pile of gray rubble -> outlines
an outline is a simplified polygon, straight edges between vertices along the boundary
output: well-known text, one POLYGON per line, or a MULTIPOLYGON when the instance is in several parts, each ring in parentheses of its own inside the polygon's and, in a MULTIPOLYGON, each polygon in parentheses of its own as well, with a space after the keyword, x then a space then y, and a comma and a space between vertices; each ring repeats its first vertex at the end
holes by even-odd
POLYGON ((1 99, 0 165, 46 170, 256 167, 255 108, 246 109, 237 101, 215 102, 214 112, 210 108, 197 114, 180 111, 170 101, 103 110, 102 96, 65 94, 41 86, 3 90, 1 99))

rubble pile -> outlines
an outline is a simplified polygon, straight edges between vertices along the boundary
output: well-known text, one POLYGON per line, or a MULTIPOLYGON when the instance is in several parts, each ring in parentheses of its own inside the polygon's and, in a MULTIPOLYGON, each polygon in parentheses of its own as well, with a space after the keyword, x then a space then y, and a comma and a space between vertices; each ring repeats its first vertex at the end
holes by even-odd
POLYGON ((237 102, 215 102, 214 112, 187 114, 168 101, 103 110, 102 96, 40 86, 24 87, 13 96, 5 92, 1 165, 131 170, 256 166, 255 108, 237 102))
-=-=-=-=-
Description of the task - Rewrite all of the records above in full, requests included, shifting every coordinate in the answers by adding 5 to it.

Response to this exercise -
pile of gray rubble -> outlines
an outline is a simplified polygon, straight edges between vertices along the boundary
output: well-known text, one POLYGON per line, or a MULTIPOLYGON when the instance is in several parts, each ring in parentheses of its own inside the polygon's and, in a MULTIPOLYGON, each polygon in parentheses of its own as well, with a space after the keyword, x then a space then y, and a comma and a space between vertices; each ring repeats its first vertex at the end
holes by even-odd
POLYGON ((6 104, 5 170, 51 175, 261 172, 260 113, 251 114, 242 106, 220 107, 219 117, 215 113, 202 119, 185 116, 175 106, 108 115, 107 101, 70 99, 46 91, 8 95, 6 104))

rubble pile -> outlines
an outline is a simplified polygon, straight edges between vertices along the boundary
output: well-known text, one POLYGON per line, or a MULTIPOLYGON when the instance is in several parts, each ring in parentheses of its own inside the polygon's and, in a MULTIPOLYGON, each polygon in parentheses of its own as well, with a space after the keyword, x then a space then y, and a comma and a space between vertices; each ring repeats its first vertex at the end
holes by even-odd
POLYGON ((242 107, 220 107, 219 117, 192 119, 173 106, 108 115, 107 101, 45 91, 29 92, 18 101, 10 97, 6 170, 136 175, 261 171, 260 113, 242 107))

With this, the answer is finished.